Exercise instructions →
a – In the forum post, begin at the words "(Csaba Dezsényi) #1" and stop after "main article documents.", copying that stretch with "child document" swapped for "child record" each time it appears.
b – Translate this sentence from the forum post into Spanish: "I would like to implement a popularity-based boost in my elasticsearch engine."

====== Text block

Impossible to implement real custom boost query when the weight is in the child document?


(Csaba Dezsényi) #1

Hello Everyone,

I would like to implement a popularity-based boost in my elasticsearch
engine. I calculate custom popularity boost factors for documents
periodically, but I store these float numbers in a child document, because
I want to avoid the full reindex of the main article documents.

The mapping of the child document is the following:

{

"document_boost": {
"_parent": {
"type": "document"
},
"popular_boost_total": {
"type": "float"
},
"popular_boost_recent": {
"type": "float"
},
"last_updated": {
"type": "date"
}
}
}

I would like to create query that:

  • executes the main query provided by the end users
  • attach the child document (1-1 relation to the parent)
  • boost the score of the main query by multiplying with the custom boost
    factors that are read from the child document (popular_boost_total,
    popular_boost_recent)

I have been struggling with this for a while, and could not find the real
nice solution. The best solution that I could find is the following
(simplified):

GET index/document/_search
{
"query": {
"bool": {
"must": [
{
"match": {
"title": "basketball"
}
}
],
"should": [
{
"has_child": {
"type": "document_boost",
"query": {
"function_score": {
"script_score": {
"script":
"doc['document_boost.popular_boost_total'].value"
}
}
}
}
}
]
}
}
}

However, this is not a real boost, because the second bool part is an
additional score, not a multiplication on the primary query score! In this
case, the amount of boost cannot be expressed as a clean percentage, but a
noisy additional score and the real boosting factor is depends on the
absolute score value of the particular query. So, I think it is wrong.
I would be able to solve it, if the custom boost factors would not be in
chid documents, but in the parent document fields:

GET index/document/_search
{
"query": {
"function_score": {
"query": {
"match": {
"title": "basketball"

============
====== Supplied data

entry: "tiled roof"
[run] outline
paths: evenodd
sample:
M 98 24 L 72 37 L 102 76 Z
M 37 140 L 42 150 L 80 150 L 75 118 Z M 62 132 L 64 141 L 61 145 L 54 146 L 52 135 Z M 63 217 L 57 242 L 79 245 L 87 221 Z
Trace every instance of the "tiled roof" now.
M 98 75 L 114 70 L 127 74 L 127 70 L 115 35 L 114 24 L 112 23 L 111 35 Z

============

Solutions to the tasks →
a –
(Csaba Dezsényi) #1

Hello Everyone,

I would like to implement a popularity-based boost in my elasticsearch
engine. I calculate custom popularity boost factors for documents
periodically, but I store these float numbers in a child record, because
I want to avoid the full reindex of the main article documents.

b – Me gustaría implementar un impulso basado en la popularidad en mi motor de elasticsearch.